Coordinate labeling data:
════════════════════

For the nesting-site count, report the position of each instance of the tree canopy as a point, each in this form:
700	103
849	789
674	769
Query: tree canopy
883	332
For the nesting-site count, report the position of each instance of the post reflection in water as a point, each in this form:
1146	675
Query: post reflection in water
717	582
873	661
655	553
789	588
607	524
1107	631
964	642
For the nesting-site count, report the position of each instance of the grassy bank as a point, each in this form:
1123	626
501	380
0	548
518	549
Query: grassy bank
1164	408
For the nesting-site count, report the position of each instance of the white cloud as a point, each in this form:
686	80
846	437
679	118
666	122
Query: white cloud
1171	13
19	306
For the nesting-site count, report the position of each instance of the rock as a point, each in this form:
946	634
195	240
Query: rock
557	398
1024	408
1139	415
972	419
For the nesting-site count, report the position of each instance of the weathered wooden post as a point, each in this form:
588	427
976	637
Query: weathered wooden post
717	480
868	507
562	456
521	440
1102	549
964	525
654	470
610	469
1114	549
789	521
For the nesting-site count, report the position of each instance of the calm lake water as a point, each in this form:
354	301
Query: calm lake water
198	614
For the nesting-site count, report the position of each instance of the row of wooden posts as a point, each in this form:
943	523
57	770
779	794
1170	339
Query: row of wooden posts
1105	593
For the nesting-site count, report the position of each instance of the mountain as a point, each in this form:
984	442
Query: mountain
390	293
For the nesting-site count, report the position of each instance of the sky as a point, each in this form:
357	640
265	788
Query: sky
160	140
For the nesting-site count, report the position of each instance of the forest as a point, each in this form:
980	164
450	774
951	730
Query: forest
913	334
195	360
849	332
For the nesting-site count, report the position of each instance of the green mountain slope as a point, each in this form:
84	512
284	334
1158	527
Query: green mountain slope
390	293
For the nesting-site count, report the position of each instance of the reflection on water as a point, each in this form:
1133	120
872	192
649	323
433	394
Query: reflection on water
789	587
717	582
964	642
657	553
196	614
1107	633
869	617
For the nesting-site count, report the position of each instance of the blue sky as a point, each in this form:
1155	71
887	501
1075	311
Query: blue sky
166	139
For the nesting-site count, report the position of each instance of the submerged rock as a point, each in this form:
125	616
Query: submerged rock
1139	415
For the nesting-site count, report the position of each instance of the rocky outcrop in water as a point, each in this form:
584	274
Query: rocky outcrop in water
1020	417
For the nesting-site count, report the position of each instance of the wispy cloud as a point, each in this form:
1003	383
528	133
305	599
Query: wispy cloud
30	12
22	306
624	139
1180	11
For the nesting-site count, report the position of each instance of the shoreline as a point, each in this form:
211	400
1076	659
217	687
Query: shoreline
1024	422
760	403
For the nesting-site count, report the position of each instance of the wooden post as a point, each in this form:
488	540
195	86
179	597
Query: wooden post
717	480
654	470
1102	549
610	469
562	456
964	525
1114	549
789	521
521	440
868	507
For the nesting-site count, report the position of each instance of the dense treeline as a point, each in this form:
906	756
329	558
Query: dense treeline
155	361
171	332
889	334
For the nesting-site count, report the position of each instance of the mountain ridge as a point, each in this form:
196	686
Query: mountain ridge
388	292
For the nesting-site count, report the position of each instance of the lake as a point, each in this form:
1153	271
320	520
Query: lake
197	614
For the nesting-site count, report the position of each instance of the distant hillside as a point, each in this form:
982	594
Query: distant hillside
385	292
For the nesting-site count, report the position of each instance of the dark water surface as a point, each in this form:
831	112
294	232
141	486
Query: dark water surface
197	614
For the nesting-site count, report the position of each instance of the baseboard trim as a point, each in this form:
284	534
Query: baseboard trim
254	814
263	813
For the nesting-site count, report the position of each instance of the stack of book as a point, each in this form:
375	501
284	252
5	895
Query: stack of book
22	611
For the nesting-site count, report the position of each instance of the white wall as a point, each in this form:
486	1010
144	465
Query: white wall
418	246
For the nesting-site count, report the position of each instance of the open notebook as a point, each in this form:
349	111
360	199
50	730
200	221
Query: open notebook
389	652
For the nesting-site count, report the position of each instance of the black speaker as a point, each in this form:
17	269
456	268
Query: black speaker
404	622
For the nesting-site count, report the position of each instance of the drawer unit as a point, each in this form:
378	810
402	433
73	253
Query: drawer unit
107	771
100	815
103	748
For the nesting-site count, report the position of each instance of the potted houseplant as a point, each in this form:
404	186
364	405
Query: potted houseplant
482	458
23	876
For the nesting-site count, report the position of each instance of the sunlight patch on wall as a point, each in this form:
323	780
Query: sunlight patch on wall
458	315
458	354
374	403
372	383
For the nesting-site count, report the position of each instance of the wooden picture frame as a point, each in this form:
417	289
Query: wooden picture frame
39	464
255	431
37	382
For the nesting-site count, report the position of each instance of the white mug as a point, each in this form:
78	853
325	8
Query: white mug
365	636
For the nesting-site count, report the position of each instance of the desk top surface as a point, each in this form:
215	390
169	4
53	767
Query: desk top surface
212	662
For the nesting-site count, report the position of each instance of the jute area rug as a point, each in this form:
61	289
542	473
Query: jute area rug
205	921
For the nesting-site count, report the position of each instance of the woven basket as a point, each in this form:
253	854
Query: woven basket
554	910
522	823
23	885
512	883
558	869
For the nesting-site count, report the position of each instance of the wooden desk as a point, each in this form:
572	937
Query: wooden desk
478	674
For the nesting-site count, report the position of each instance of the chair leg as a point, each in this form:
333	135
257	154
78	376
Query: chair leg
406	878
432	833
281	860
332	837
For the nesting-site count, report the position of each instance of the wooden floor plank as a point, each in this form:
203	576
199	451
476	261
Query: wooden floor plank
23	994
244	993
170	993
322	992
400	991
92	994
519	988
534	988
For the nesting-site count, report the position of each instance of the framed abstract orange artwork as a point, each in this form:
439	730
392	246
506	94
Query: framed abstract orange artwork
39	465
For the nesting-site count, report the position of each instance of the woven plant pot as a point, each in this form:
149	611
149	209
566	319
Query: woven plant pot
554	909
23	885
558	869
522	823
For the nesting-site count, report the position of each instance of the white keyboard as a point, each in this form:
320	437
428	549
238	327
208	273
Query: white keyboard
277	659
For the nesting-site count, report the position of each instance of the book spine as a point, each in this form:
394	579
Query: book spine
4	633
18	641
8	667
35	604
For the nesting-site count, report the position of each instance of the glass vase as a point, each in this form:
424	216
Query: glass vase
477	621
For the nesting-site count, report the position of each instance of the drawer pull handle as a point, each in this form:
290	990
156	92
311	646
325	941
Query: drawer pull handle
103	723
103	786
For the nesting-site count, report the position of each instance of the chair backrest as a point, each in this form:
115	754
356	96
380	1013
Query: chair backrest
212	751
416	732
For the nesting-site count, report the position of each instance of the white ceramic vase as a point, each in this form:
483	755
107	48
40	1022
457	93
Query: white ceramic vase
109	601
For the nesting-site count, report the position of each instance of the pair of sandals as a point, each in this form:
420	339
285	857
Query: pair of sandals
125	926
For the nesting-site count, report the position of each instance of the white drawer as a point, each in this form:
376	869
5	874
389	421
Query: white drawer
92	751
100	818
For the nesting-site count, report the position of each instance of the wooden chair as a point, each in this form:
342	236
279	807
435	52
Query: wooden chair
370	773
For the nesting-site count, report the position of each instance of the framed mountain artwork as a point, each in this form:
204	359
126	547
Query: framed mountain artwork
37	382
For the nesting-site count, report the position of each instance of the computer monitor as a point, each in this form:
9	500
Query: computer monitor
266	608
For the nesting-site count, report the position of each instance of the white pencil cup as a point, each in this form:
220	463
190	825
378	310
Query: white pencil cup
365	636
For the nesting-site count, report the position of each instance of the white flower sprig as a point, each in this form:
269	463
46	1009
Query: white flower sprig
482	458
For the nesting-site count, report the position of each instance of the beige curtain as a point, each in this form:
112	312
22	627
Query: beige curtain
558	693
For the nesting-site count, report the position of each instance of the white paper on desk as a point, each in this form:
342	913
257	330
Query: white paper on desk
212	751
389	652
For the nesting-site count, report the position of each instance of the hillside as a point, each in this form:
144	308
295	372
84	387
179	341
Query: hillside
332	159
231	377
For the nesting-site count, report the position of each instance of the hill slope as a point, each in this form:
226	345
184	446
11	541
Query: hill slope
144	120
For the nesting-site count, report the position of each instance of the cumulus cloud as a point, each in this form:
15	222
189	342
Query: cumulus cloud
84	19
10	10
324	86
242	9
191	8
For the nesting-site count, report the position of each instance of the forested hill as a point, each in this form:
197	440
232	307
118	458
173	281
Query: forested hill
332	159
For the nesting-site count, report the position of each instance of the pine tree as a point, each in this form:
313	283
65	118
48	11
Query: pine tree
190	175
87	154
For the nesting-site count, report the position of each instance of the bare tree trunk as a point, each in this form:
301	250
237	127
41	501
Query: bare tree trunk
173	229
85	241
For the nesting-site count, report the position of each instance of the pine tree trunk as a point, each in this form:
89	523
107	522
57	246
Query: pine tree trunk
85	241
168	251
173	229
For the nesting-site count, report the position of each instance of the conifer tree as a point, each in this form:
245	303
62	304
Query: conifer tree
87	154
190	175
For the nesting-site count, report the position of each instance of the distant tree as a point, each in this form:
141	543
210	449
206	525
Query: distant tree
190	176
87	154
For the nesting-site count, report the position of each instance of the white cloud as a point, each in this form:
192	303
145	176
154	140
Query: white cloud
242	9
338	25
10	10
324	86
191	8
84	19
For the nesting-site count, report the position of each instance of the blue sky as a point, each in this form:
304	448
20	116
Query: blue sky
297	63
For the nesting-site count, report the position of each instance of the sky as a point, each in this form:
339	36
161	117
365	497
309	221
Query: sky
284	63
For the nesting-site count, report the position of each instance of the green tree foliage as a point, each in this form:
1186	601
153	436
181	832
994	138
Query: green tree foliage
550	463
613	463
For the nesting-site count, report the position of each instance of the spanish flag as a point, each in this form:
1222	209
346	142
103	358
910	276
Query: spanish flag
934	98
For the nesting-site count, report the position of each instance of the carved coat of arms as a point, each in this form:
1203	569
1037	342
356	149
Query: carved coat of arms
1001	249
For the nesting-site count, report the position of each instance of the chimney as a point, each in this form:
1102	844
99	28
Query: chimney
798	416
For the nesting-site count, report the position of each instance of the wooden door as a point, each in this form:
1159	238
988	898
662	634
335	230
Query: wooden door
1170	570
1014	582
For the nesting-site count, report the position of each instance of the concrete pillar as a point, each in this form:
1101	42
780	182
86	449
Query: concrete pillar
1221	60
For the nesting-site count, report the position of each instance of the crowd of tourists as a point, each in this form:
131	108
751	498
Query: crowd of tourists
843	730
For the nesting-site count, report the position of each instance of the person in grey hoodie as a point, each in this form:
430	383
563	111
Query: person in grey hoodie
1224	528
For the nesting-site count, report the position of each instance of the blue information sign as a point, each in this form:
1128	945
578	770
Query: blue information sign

════════════════════

Starting with the line that contains "of the chimney", print each line through the last one in the listing. Include both end lines and add nothing.

[Exercise response]
For the nesting-site count, report the position of each instance of the chimney as a point, each in this form:
1102	844
99	28
Query: chimney
798	416
For the nesting-site count, report the position of each instance of the wooden door as a point, each in this form:
1159	238
988	898
662	634
335	230
Query: wooden door
1170	570
1014	582
For the nesting-site count, report the position of each instance of the concrete pillar as a point, each in this form:
1101	42
780	182
86	449
Query: concrete pillar
1221	60
For the nesting-site count, report the position of each instance of the crowd of tourists as a point, each in this form:
131	108
751	498
Query: crowd of tourists
843	730
For the nesting-site count, report the position of each instance of the person in grey hoodie as a point, each in this form:
430	383
563	111
Query: person in grey hoodie
1224	528
For the nesting-site count, report the position of each instance of the blue information sign as a point, each in this form:
1128	945
578	770
Query: blue information sign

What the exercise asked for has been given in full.